GIVEN INFORMATION:
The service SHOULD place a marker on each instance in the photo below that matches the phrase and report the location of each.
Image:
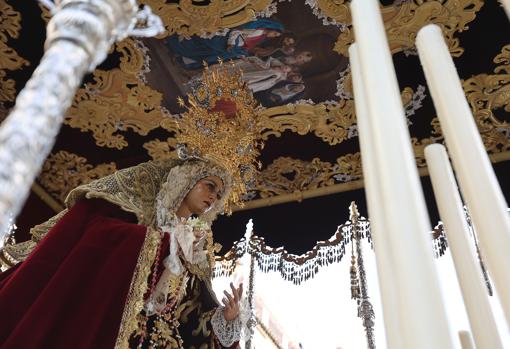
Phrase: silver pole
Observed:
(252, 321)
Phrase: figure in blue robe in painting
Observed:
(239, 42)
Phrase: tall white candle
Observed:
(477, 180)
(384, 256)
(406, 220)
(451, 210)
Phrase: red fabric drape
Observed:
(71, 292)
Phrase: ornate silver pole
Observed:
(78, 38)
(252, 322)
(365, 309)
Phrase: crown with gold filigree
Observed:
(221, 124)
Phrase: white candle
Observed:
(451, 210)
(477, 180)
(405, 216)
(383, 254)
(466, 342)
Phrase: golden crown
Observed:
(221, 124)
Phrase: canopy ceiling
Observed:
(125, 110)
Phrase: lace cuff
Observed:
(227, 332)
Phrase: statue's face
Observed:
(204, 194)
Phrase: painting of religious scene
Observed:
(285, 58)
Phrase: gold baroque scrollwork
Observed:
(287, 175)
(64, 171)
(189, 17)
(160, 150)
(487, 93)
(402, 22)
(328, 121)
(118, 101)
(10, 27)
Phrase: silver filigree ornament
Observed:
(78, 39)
* * *
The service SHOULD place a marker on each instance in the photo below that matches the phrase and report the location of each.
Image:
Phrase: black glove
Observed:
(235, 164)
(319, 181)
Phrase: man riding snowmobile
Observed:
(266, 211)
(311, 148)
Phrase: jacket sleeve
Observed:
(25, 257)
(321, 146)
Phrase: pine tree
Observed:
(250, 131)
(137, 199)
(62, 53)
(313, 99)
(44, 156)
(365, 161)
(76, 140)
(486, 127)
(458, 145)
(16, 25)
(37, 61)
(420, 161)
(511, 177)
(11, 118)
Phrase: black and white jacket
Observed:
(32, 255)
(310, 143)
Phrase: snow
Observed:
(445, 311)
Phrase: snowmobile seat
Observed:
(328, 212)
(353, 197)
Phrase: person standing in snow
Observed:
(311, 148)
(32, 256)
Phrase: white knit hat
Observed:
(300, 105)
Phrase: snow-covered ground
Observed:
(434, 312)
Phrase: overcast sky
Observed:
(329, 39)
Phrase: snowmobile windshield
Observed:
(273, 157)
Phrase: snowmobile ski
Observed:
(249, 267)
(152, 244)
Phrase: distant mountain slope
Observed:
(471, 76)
...
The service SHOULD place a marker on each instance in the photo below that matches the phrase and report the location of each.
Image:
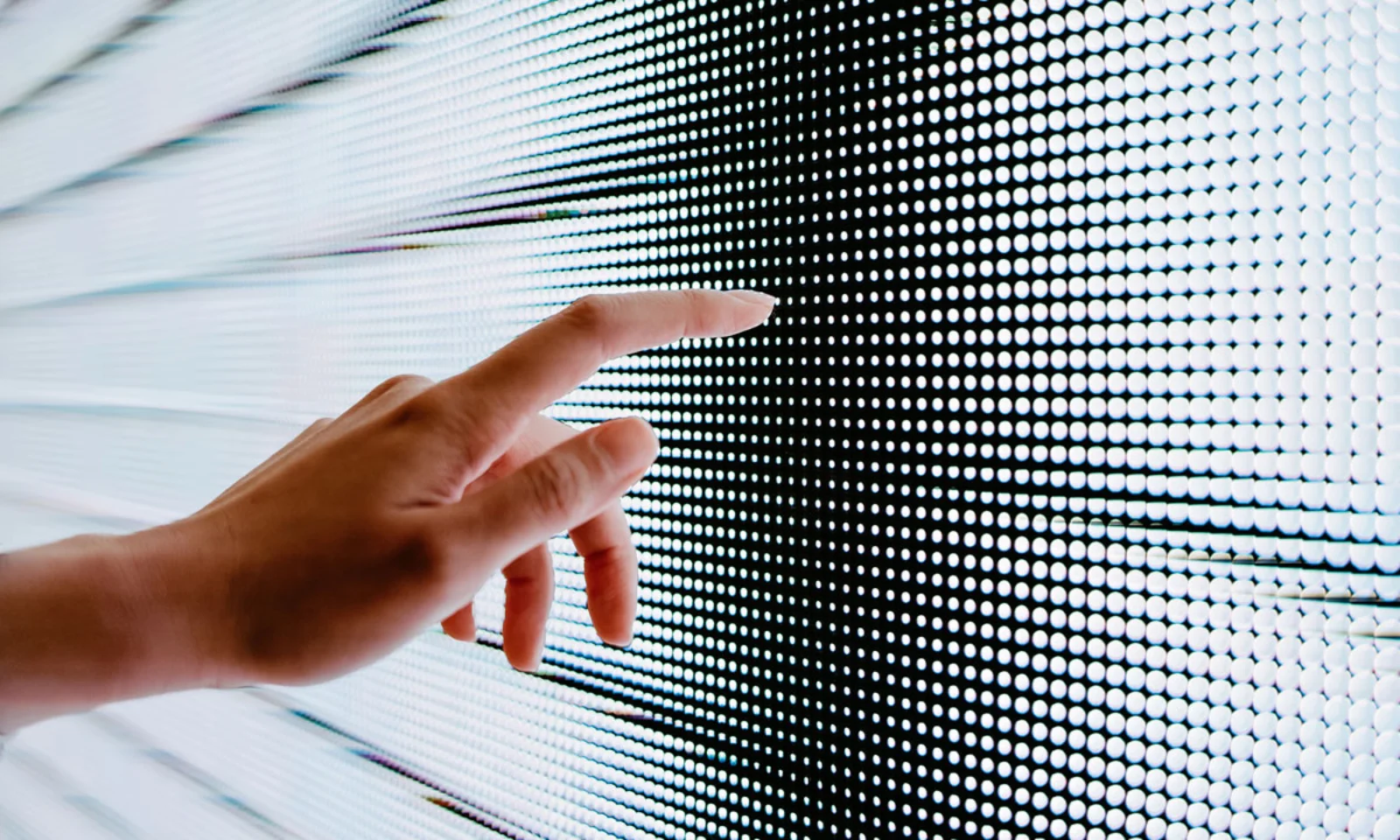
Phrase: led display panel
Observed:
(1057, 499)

YOUR TASK:
Search the records for the string "jacket" and, wherever a line contains it, please copy that line.

RESPONSE:
Phrase: jacket sleeve
Phrase: black and white jacket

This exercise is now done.